[START Given passage]

RDF Notes

This document follows up on Michel Dumontier's feedback in the 2015 Dagstuhl sprint. Based on a first list of issues composed by Achim, the group discussion goes into more detail. See the RDF Binding document from Dagstuhl for the initial feedback.

Table of contents

Initial notes by Achim

Discussion in the group

Topics

List of contact people who know RDF

Issue on Patterns

Named Graphs

Initial notes by Achim

Joachim Wackerow | 24 November 2015

These notes are mainly on the minutes on the discussion with Michel Dumontier in Dagstuhl.

1)       The rules in Richard Cyganiak’s document were not really evaluated but the OWL output from the transformation of XMI.

a)       Issue: Review uncomplete. The rules might need just additions.

2)       General goals:

a)       RDF representation of DDI (meta)data should be as simple and maximally useful for query answering and linked data.

b)       Should have the kind of query ability or inference that helps you answer useful questions.

3)       Currently some not valid OWL is generated. The reason might be issues in the model with ComplexDataTypes. The transforming program doesn’t ignore these issues.

a)       Action: fix the issues in the model. Make transforming program more robust in order to ignore weak model status (is this really possible?)

4)       Untyped items. Background can be that orphan items exist in the model from DDI 3.2 import.

        a)       Action: Review untyped items.

5)       Abstract classes are treated as regular classes.

a)       Action: This should be fixed in the transformation from PIM to PSM by flattening the class hierarchy.

6)       Additional rules for transformation are necessary (my understanding for using other vocabularies). A generic transformation (DDI flavor) would not take advantage of the beauty of RDF.

a)       Issue: mapping to other standards or using other standards

7)       Additionally, the XMI should be transformed into a RDF constraint language for validation purposes of instances (ShEx and/or SHACL).

a)       Action: Collection of important validation rules (in English).

8)       A tighter reusable core should be achieved. An ontology-based model can help here.

a)       Action: Review of the model regarding a reusable core; i.e. there might be duplication of similar classes. Take advantage of abstract classes.

[END Given passage]
[START Information shown]

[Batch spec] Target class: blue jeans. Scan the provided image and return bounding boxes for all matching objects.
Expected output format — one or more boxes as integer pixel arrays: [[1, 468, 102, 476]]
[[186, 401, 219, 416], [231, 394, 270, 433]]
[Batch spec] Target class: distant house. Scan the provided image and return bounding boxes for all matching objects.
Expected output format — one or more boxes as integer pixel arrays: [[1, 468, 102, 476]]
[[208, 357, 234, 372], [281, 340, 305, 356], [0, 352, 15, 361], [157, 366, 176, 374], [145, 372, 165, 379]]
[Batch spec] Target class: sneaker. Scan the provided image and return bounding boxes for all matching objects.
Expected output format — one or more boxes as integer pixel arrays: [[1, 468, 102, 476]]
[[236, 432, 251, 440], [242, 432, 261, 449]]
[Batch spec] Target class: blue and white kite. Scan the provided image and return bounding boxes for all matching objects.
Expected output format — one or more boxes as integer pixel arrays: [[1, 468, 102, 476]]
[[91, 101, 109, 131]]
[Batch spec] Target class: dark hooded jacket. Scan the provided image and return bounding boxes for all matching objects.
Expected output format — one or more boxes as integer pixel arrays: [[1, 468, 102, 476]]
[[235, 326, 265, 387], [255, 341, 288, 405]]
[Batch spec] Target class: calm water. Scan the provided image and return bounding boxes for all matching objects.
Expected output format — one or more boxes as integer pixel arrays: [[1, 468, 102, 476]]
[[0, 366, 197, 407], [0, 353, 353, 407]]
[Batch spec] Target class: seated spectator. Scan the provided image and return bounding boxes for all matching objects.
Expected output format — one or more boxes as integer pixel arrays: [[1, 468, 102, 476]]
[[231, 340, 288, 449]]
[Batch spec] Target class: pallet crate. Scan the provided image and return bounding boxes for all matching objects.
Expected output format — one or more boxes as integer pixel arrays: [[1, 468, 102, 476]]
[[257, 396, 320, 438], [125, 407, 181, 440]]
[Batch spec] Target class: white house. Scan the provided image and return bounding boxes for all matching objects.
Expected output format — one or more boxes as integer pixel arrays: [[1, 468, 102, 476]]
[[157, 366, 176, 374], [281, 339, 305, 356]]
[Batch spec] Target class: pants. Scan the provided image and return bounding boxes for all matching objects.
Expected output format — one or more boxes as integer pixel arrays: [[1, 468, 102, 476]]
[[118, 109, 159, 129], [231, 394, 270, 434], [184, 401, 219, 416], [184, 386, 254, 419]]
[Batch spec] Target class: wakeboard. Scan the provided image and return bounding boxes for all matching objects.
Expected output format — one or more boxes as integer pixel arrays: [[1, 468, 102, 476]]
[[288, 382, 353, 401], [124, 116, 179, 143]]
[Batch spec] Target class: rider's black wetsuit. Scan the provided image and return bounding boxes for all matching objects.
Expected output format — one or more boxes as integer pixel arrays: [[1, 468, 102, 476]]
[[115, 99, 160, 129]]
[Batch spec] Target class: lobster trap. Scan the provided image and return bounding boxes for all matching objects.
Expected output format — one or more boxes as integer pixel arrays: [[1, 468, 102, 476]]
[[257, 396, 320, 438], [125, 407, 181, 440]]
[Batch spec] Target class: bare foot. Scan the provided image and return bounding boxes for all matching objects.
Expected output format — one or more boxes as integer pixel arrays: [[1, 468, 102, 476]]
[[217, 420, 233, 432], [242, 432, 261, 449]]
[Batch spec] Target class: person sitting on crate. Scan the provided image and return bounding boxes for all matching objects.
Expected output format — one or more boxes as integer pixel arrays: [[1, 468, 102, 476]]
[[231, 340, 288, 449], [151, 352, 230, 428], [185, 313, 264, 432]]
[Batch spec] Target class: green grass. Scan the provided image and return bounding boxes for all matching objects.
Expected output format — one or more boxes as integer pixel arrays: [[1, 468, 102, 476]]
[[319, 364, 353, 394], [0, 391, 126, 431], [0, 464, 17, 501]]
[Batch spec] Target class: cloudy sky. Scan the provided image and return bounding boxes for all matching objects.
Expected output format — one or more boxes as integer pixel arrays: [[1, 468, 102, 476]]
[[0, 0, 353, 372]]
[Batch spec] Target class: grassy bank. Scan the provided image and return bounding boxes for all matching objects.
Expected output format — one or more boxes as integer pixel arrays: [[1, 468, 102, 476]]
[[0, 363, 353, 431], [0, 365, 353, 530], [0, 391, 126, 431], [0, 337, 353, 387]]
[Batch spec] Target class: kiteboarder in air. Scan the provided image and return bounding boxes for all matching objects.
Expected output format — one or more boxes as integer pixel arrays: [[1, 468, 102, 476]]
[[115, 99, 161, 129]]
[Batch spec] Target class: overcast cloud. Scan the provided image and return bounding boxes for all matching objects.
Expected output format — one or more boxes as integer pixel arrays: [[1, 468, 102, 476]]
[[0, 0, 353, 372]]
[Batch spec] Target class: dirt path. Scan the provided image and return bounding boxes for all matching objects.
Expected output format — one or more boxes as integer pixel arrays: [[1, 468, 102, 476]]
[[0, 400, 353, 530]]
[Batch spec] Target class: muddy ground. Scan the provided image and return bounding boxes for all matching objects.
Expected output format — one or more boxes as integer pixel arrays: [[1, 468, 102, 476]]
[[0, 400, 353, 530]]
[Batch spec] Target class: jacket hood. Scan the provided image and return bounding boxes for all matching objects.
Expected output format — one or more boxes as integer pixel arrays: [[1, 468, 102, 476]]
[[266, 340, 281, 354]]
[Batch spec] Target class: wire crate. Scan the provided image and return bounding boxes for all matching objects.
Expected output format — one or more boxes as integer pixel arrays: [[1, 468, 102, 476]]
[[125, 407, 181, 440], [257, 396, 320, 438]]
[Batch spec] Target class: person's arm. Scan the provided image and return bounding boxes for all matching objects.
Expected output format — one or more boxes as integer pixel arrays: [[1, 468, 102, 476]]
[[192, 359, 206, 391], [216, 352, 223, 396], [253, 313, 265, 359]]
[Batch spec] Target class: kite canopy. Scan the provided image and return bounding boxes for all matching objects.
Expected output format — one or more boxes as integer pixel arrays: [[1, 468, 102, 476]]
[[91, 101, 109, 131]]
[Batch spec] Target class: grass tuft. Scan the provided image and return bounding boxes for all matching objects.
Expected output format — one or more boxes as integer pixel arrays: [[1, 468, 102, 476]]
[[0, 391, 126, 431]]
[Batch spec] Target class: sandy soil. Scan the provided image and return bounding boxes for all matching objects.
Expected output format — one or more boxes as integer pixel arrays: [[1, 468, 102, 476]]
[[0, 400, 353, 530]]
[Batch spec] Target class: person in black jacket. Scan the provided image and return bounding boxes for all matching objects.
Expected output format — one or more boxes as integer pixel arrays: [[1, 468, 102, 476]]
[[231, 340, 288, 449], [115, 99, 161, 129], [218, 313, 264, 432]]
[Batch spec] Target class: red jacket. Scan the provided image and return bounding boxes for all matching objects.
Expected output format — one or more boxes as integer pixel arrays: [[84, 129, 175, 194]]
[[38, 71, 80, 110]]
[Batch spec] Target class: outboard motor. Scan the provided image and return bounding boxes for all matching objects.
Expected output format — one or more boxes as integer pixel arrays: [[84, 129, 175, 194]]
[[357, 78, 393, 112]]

[END Information shown]

◆ Set of tasks ◆
a – Answer these questions from the RDF notes:
(i) Who composed the first list of issues that the group discussion builds on?
(ii) Which RDF constraint languages are named for validating instances?
(iii) How should the treatment of abstract classes as regular classes be fixed?
b – Extend the RDF notes, starting after their final action item.
The material plays no part in this work.

◆ Exercise answers ◆
a –
(i) Achim.
(ii) ShEx and/or SHACL.
(iii) In the transformation from PIM to PSM, by flattening the class hierarchy.

b –
b)       Issue: Balance between clever model (in terms of modeling) and implementable model.

9)       Separation of administrative metadata and metadata about the entities.

a)       Action: Review if distinction is clear enough in the model.

10)   Needs further exploration with a Semantic Web expert:

a)       Graphs: use a graph to store the triples about an individual; explicitly relate the individual to the graph. Annotate the graph with record metadata.

b)       Record vs individual knowledge. Assign a versioned identifier for the record and a version-independent identifier for the individual. Couple the right metadata to either the record or individual.

c)       Review the code examples in the minutes, partly related to the two topics above.

d)       Review ontology examples like SIO and HP which Michel Dumontier co-authored.

Discussion in the group

Achim, Arofan, Jon, Marcel, Wendy | 26 November 2015

List of contact people who know RDF

➔       Chris Munroe (Manchester) Christopher.Munro@manchester.ac.uk

➔       Philip Couch (Manchester) Philip.Couch@manchester.ac.uk

➔       Nathan Cunningham (UKDA) nathan.cunningham@essex.ac.uk

➔       Michel Dumontier (Stanford) michel.dumontier@stanford.edu

➔       Eric Prud’hommeaux (W3C) eric@w3.org

➔       Franck Cotton (INSEE) franck.cotton@insee.fr

➔       Alejandra Gonzalez-Beltran (Oxford)  alejandra.gonzalezbeltran@oerc.ox.ac.uk

➔       Check with Fabio Grita (FAO Scientific Board Member) for possible RDF contact

We should take a sample of what we can produce today (Data Capture and a small example of a few classes like the Agent instance from Dagstuhl) and use this as the basis of an immediate review, plus some specific questions. The emphasis is to start this dialogue as soon as possible. Start with hand-crafted OWL example, then work on a corrected auto-generation.

Issue on Patterns

(Submitted as Issue DMT-32)

Two parts:

(1)     Could we define a reusable “core” of the model, to heighten consistency. Emphasis here is on the use of design patterns generally (not just micro-patterns). Could this benefit the DDI model and outputs? (Michel Dumontier from Dagstuhl)

(2)     At Dagstuhl, Gary mentioned the existence and potential use of “micro-patterns”, and suggested DDI could include these in the model. He suggested some example (see Dagstuhl notes).

Actions:

(1)     Explore the idea of patterns and a reusable core, and identify potential benefits/issues.

(2)     Look at the sites suggested by Gary, and look at his presentations for Ontology workshops. Identify what possible benefits and changes to the model could be made, with a focus on how this might impact the RDF bindings and their use more specifically.

Named Graphs

We know there are many ways to use named graphs in RDF, and DDI should recommend to users how this be done. There are potential issues with merging of named graphs as well. We do not understand enough about this issue to make an informed decision, but should specifically ask about the use of named graphs when we send out samples to our contact list.

Open issue regarding round-tripping of identifiers

There was also some discussion around how identifiers could be round-tripped. Each object already has the agency-id-version identification in the XML form, and has the localID construct to hold URLs coming from an RDF expression. In RDF, the agency, ID, and version would become literal properties of the object they identify. Objects without identifiers could become blank nodes in their RDF form.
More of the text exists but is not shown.